WORK INSTRUCTIONS ▸ Nothing but the lines from the one containing "Would you kindly point to the stacked" to the end of the records below should be output, each exactly as written.

SUPPLIED MATERIAL ▸
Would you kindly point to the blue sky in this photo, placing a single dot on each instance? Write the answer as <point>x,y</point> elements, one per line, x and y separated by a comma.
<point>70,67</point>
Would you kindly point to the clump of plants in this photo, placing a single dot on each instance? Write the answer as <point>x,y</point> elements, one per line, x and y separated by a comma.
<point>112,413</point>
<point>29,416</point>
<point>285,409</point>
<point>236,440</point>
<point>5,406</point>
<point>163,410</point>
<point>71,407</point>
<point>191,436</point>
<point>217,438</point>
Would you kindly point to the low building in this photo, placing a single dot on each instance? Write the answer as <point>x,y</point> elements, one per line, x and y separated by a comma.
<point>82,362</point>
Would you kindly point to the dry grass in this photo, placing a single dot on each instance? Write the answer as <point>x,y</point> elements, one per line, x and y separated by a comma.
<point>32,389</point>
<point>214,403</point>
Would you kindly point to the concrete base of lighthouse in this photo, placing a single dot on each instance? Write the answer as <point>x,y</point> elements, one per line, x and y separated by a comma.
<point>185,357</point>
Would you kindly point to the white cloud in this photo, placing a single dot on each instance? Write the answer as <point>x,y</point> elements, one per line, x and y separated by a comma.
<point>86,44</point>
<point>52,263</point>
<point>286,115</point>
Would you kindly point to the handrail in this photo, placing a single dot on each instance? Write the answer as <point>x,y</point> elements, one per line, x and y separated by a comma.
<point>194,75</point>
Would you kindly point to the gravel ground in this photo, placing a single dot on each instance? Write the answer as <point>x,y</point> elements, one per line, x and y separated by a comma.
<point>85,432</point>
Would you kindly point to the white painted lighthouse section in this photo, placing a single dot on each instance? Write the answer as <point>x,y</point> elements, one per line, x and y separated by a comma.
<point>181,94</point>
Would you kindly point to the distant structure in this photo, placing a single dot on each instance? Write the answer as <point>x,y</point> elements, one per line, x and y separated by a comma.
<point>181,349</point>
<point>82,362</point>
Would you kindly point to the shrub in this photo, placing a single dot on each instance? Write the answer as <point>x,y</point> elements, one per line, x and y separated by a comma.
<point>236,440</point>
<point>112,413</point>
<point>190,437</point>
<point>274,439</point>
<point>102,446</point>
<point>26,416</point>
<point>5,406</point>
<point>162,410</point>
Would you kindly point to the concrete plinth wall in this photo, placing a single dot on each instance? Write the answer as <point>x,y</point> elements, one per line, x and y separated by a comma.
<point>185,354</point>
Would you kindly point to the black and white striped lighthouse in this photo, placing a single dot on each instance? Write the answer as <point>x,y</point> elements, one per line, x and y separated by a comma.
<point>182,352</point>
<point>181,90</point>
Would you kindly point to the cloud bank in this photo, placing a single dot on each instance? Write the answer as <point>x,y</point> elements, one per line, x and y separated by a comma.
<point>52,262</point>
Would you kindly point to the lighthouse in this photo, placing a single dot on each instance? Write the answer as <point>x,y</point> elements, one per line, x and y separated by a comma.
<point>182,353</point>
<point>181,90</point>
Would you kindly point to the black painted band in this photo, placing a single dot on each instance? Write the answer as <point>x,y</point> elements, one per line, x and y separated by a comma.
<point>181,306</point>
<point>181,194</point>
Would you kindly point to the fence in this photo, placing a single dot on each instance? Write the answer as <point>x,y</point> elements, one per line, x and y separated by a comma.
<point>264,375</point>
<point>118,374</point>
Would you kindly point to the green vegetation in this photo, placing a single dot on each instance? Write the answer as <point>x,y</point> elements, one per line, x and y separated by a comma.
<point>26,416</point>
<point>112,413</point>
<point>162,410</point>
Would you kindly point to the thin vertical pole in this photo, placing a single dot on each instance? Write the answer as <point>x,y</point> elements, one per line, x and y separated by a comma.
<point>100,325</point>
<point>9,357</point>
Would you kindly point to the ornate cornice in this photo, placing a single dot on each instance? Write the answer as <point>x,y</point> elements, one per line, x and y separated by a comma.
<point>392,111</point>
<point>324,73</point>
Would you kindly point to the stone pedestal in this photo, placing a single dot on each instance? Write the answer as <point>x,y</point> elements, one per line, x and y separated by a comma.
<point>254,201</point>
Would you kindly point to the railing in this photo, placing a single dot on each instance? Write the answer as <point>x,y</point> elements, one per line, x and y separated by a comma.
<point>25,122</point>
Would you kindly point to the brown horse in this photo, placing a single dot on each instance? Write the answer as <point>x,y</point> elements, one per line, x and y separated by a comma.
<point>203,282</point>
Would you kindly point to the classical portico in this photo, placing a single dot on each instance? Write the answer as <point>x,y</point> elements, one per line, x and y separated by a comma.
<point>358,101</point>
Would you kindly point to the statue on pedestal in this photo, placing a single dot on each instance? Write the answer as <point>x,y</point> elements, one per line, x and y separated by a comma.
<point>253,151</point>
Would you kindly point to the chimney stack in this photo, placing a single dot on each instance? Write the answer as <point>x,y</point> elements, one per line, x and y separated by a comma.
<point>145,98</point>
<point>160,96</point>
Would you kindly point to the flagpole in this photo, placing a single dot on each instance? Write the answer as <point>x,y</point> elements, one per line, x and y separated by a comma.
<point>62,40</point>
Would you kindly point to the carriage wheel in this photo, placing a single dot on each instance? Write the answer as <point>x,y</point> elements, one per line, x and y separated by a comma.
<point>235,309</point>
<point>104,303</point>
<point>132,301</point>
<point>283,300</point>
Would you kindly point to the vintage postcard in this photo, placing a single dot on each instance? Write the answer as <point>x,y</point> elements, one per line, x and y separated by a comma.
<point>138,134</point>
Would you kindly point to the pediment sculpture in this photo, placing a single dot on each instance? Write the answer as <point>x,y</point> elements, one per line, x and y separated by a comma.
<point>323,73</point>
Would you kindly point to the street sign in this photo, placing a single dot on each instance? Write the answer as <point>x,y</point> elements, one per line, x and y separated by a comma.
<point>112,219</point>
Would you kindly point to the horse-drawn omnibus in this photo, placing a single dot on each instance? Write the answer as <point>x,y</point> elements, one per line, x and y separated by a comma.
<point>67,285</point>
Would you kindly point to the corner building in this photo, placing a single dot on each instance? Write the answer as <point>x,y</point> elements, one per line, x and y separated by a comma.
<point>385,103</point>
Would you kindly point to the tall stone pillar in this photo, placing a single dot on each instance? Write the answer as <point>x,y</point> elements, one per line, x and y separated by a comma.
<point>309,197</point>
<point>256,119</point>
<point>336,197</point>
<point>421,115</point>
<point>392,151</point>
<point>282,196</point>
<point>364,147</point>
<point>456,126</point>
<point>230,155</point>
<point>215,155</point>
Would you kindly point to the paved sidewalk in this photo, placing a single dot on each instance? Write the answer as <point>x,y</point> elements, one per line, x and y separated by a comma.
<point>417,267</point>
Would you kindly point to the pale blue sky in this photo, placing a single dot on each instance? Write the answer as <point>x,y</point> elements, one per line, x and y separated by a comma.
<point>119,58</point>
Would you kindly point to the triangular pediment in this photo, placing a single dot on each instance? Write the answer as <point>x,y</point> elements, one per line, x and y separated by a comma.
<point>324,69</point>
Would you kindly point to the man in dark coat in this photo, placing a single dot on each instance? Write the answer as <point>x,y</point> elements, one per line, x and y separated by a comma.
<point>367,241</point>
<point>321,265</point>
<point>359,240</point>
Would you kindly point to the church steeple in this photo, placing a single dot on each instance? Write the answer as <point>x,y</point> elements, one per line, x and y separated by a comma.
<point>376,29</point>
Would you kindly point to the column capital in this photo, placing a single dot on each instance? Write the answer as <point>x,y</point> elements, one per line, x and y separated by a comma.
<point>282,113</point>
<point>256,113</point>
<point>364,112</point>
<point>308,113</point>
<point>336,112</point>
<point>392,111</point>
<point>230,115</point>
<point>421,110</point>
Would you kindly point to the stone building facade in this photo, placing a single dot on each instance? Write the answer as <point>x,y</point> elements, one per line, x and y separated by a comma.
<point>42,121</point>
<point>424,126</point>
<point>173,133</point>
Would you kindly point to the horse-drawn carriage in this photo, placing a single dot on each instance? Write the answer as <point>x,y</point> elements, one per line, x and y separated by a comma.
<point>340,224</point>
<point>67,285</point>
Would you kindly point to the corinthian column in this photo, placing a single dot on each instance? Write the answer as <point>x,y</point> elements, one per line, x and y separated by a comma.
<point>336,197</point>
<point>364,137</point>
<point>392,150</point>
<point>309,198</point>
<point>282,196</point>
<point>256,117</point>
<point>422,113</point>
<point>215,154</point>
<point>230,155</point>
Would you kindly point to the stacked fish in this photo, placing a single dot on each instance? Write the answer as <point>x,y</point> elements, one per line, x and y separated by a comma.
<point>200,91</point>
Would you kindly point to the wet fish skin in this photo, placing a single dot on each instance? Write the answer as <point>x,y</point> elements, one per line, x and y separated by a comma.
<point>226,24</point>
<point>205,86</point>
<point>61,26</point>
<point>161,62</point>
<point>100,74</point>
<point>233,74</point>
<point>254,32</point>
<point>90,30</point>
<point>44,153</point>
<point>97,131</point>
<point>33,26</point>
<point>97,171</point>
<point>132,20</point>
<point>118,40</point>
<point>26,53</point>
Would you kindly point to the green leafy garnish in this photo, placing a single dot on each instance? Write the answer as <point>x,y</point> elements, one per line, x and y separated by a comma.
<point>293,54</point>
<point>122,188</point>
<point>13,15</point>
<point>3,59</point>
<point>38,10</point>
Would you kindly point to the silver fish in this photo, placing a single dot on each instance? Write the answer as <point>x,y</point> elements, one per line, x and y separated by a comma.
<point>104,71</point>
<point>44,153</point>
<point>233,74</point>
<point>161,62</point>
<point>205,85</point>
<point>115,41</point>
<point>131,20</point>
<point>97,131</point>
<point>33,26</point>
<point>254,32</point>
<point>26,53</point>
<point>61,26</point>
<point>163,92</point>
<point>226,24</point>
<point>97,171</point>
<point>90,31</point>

TASK RESPONSE ▸
Would you kindly point to the stacked fish in this photo, placing a single dot on each instance? Write the answer as <point>x,y</point> elements, one per line, x and y separated by a comma.
<point>200,91</point>
Would you kindly point to the wet fish skin in this photo, placing a single dot on each instance? Write the answer as <point>x,y</point> elements, one per line, x and y separated by a comma.
<point>226,24</point>
<point>205,86</point>
<point>61,26</point>
<point>161,62</point>
<point>100,74</point>
<point>233,74</point>
<point>254,32</point>
<point>90,30</point>
<point>44,153</point>
<point>97,131</point>
<point>33,26</point>
<point>97,171</point>
<point>132,20</point>
<point>118,40</point>
<point>26,53</point>
Would you kindly point to the green leafy garnish in this photo, placing a single dot on each instance? Write the answer as <point>x,y</point> elements, one per line, x and y separated by a comma.
<point>293,54</point>
<point>122,188</point>
<point>13,15</point>
<point>3,59</point>
<point>38,10</point>
Would you kindly point to the silver fish in this photo, placing a single dot on each instance? Write the answer as <point>x,y</point> elements, one per line, x and y separated by a comma.
<point>104,71</point>
<point>44,153</point>
<point>233,74</point>
<point>161,62</point>
<point>205,85</point>
<point>115,41</point>
<point>131,20</point>
<point>97,131</point>
<point>33,26</point>
<point>254,32</point>
<point>26,53</point>
<point>61,26</point>
<point>163,92</point>
<point>226,24</point>
<point>97,171</point>
<point>90,31</point>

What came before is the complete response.